REQUIREMENT →
Will you give the material below again, every line exactly as it is?

SUPPLIED RECORDS →
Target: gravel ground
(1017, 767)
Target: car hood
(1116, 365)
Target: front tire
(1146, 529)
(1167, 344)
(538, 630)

EXPECTED ANSWER →
Target: gravel ground
(1017, 767)
Target: car hood
(1116, 365)
Target: front tire
(1146, 529)
(1167, 344)
(538, 630)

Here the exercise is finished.